AIM OF THE TASK:
Copy the lines below that contain "query".

GIVEN INFORMATION:

-=-=-=-=-

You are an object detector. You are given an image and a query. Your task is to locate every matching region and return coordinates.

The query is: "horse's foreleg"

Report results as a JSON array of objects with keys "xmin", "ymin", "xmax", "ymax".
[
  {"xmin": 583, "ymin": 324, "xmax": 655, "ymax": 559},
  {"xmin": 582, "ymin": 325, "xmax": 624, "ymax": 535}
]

-=-=-=-=-

ANSWER TO THE EXERCISE:
You are an object detector. You are given an image and a query. Your task is to locate every matching region and return coordinates.
The query is: "horse's foreleg"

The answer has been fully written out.